• _Tasks for this exercise_
1/ In the Tesla Shanghai article, copy the passage that begins at the words "- The Model" and ends after the words "imported from China.".
2/ According to the Tesla Shanghai article, how many units of monthly exports from Shanghai will European antidumping sanctions eliminate?
3/ Turn the paragraph of the Tesla Shanghai article that starts with "Tesla faces the dilemma" into a short bulleted list that keeps its main facts.

---------- Source extract

Chinese EVs August: Tesla’s Shanghai Challenge
Summary:
- Tesla, Inc. Shanghai’s capacity is 1 million units a year.
- A quarter of Shanghai’s output is exported to Europe. European antidumping measures could eliminate those sales.
- Tesla Shanghai will generate little profit at 75% capacity utilization.
- Tesla is refreshing the 3/Y. The Model 3 refresh is out; Chinese review sites pan it as too conservative and not worth the price. It won’t offset the loss of exports.
Introduction
The Core Issue
Tesla, Inc. (NASDAQ:TSLA) Shanghai’s capacity is 1 million electric vehicles (“EVs”) a year. The auto industry rule of thumb is that anything below 80% utilization is bad, which for Tesla means keeping output about 67,000 units a month. Selling that many will be challenging.
- Tesla’s domestic sales averaged only 52K a month since the elimination of Covid sanctions, but China’s EV market no longer growing rapidly. Tesla can’t count on market expansion.
- European antidumping sanctions will eliminate 25,000 units of monthly exports from Shanghai.
- The Model 3 refresh isn’t enough. Chinese car review sites pan it as minimal in extent and not worth the higher price. It won’t increase sales.
Tesla faces the dilemma all carmakers face sooner or later: it can discount to maintain sales or it can accept lower market share and face sharply higher costs. Now Tesla starts from a strong position, so this won’t necessarily render China unprofitable. But as Tesla’s single largest production site, problems in Shanghai will hurt the bottom line.
News Flash: Just before I submitted the article Automotive News Europe reported that Tesla, BMW (OTCPK:BMWYY), and Renault (OTCPK:RNSDF) are all part of the Chinese EV export probe. Renault’s Dacia Spring EV with August sales of 5,300 units is imported from China.
Organization
I stick to the sequence above. First, I look at overall auto sales and at EV sales. Second, I estimate Tesla’s exports from Shanghai to Europe. I then summarize the Chinese subsidies Europe will use to support antidumping tariffs, from which Tesla has benefitted alongside the rest of the industry. Third, I look at Tesla’s sales in China, and at whether the Model 3 refresh will materially improve their domestic sales. In the conclusion, I return to the issue of capacity utilization, and factors that might offset it.

--------------------
---------- Given information

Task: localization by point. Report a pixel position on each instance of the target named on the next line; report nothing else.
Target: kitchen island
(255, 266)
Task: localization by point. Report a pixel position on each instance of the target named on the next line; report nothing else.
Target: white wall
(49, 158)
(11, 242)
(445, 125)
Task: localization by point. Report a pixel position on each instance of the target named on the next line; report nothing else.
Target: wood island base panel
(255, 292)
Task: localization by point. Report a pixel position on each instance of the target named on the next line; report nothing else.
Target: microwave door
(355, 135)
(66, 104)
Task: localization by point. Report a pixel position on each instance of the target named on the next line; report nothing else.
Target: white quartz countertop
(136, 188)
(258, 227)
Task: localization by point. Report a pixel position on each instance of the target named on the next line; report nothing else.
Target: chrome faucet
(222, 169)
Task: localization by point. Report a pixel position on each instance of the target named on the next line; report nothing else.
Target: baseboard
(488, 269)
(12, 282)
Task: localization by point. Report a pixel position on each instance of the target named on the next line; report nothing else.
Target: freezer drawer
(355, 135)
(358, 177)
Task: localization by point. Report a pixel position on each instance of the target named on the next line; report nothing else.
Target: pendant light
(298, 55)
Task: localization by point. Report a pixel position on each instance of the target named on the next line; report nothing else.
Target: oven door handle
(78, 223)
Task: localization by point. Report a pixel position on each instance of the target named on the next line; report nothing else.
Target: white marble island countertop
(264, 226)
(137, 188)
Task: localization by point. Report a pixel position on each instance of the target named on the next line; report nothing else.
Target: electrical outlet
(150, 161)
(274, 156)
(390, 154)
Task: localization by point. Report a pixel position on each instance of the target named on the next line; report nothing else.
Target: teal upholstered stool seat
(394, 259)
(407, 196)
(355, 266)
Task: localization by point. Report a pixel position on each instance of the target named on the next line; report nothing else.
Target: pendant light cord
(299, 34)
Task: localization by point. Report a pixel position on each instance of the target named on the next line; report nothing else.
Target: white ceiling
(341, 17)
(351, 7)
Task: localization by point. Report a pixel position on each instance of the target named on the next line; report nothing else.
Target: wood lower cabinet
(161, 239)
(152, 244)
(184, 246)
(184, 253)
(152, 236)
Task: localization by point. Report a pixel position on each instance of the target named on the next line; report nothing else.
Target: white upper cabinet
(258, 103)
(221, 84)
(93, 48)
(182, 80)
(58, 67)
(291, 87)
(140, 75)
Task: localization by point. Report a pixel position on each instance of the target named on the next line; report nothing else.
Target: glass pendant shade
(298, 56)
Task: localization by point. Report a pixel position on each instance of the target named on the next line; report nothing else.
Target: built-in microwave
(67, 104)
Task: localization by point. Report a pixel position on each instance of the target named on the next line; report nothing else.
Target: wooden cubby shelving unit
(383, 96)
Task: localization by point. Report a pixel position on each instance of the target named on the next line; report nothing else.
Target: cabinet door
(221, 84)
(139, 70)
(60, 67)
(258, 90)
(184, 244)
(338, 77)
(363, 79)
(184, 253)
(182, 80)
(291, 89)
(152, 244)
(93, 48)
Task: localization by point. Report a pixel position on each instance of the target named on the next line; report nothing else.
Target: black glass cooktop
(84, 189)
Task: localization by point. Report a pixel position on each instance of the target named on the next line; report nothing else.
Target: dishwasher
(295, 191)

--------------------

• _List of solutions_
1/
- The Model 3 refresh isn’t enough. Chinese car review sites pan it as minimal in extent and not worth the higher price. It won’t increase sales.
Tesla faces the dilemma all carmakers face sooner or later: it can discount to maintain sales or it can accept lower market share and face sharply higher costs. Now Tesla starts from a strong position, so this won’t necessarily render China unprofitable. But as Tesla’s single largest production site, problems in Shanghai will hurt the bottom line.
News Flash: Just before I submitted the article Automotive News Europe reported that Tesla, BMW (OTCPK:BMWYY), and Renault (OTCPK:RNSDF) are all part of the Chinese EV export probe. Renault’s Dacia Spring EV with August sales of 5,300 units is imported from China.

2/ 25,000 units of monthly exports.

3/
- Tesla faces a dilemma that all carmakers face sooner or later: discount to maintain sales, or accept lower market share and sharply higher costs.
- Because Tesla starts from a strong position, this won't necessarily make China unprofitable.
- Shanghai is Tesla's single largest production site, so problems there will hurt the bottom line.